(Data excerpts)
»»
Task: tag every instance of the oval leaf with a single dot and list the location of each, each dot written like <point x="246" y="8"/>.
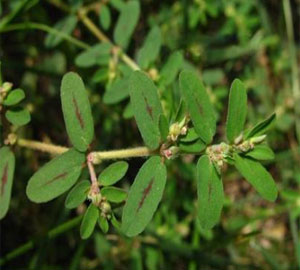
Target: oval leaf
<point x="261" y="152"/>
<point x="113" y="173"/>
<point x="146" y="107"/>
<point x="14" y="97"/>
<point x="171" y="68"/>
<point x="56" y="177"/>
<point x="66" y="25"/>
<point x="114" y="194"/>
<point x="144" y="196"/>
<point x="237" y="110"/>
<point x="78" y="194"/>
<point x="163" y="127"/>
<point x="89" y="221"/>
<point x="150" y="50"/>
<point x="18" y="117"/>
<point x="257" y="176"/>
<point x="103" y="224"/>
<point x="210" y="193"/>
<point x="77" y="111"/>
<point x="198" y="105"/>
<point x="7" y="168"/>
<point x="126" y="23"/>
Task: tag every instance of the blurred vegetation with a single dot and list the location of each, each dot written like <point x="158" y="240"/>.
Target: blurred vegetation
<point x="257" y="41"/>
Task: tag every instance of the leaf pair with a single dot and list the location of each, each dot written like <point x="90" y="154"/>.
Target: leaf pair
<point x="146" y="107"/>
<point x="198" y="104"/>
<point x="61" y="173"/>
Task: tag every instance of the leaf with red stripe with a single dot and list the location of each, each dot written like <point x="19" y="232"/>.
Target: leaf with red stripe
<point x="77" y="111"/>
<point x="56" y="177"/>
<point x="146" y="107"/>
<point x="7" y="168"/>
<point x="210" y="193"/>
<point x="144" y="196"/>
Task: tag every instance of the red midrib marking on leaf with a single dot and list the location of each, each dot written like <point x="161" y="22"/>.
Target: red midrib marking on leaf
<point x="145" y="194"/>
<point x="209" y="191"/>
<point x="60" y="176"/>
<point x="77" y="112"/>
<point x="148" y="108"/>
<point x="4" y="178"/>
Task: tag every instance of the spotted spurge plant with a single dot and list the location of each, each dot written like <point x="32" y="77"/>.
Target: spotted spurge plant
<point x="190" y="132"/>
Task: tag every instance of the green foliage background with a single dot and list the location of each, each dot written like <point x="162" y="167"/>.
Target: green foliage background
<point x="256" y="41"/>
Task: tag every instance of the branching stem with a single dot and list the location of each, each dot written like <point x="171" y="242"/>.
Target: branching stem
<point x="96" y="157"/>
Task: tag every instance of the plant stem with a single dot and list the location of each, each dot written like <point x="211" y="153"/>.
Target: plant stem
<point x="97" y="157"/>
<point x="50" y="235"/>
<point x="39" y="26"/>
<point x="82" y="14"/>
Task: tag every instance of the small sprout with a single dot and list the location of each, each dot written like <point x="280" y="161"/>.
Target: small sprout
««
**EXERCISE REQUIREMENTS**
Only lines belong in the copy: transcribe those from the start of the data through the line that contains "Task: tag every instance of the branching", and skip the pictures.

**RESPONSE TO THE TASK**
Task: tag every instance of the oval leaf with a single dot and list the location of each, each dot written like <point x="246" y="8"/>.
Target: oval leaf
<point x="261" y="152"/>
<point x="113" y="173"/>
<point x="146" y="107"/>
<point x="14" y="97"/>
<point x="171" y="68"/>
<point x="56" y="177"/>
<point x="66" y="25"/>
<point x="114" y="194"/>
<point x="144" y="196"/>
<point x="237" y="110"/>
<point x="78" y="194"/>
<point x="163" y="127"/>
<point x="89" y="221"/>
<point x="150" y="50"/>
<point x="18" y="117"/>
<point x="257" y="176"/>
<point x="103" y="224"/>
<point x="210" y="193"/>
<point x="77" y="111"/>
<point x="198" y="105"/>
<point x="7" y="168"/>
<point x="126" y="23"/>
Task: tag every instance of the blurred vegetation with a single dot and list the location of each, each dot written like <point x="158" y="240"/>.
Target: blurred vegetation
<point x="257" y="41"/>
Task: tag every instance of the leaf pair with a single dot and list the location of each, each dot written like <point x="90" y="154"/>.
Target: leaf pair
<point x="146" y="107"/>
<point x="198" y="104"/>
<point x="61" y="173"/>
Task: tag every instance of the leaf with red stripe with a single dot and list the location of each, each dot written like <point x="19" y="232"/>.
Target: leaf with red stripe
<point x="77" y="111"/>
<point x="56" y="177"/>
<point x="146" y="107"/>
<point x="7" y="168"/>
<point x="210" y="193"/>
<point x="144" y="196"/>
Task: tag every instance of the red midrib marking on leaf with a single dot and list the location of each, each dot written like <point x="161" y="22"/>.
Target: red midrib marking on leaf
<point x="145" y="194"/>
<point x="209" y="191"/>
<point x="60" y="176"/>
<point x="77" y="112"/>
<point x="148" y="108"/>
<point x="4" y="178"/>
Task: tag every instance of the spotted spurge plant with a single dot and list the location of each, each dot written like <point x="32" y="77"/>.
Target: spotted spurge plant
<point x="190" y="132"/>
Task: tag every instance of the green foliage background with a single dot and list the location of each, each dot written like <point x="162" y="167"/>.
Target: green foliage background
<point x="256" y="41"/>
Task: tag every instance of the branching stem with a single dot and list the location of each, each dot written like <point x="171" y="242"/>.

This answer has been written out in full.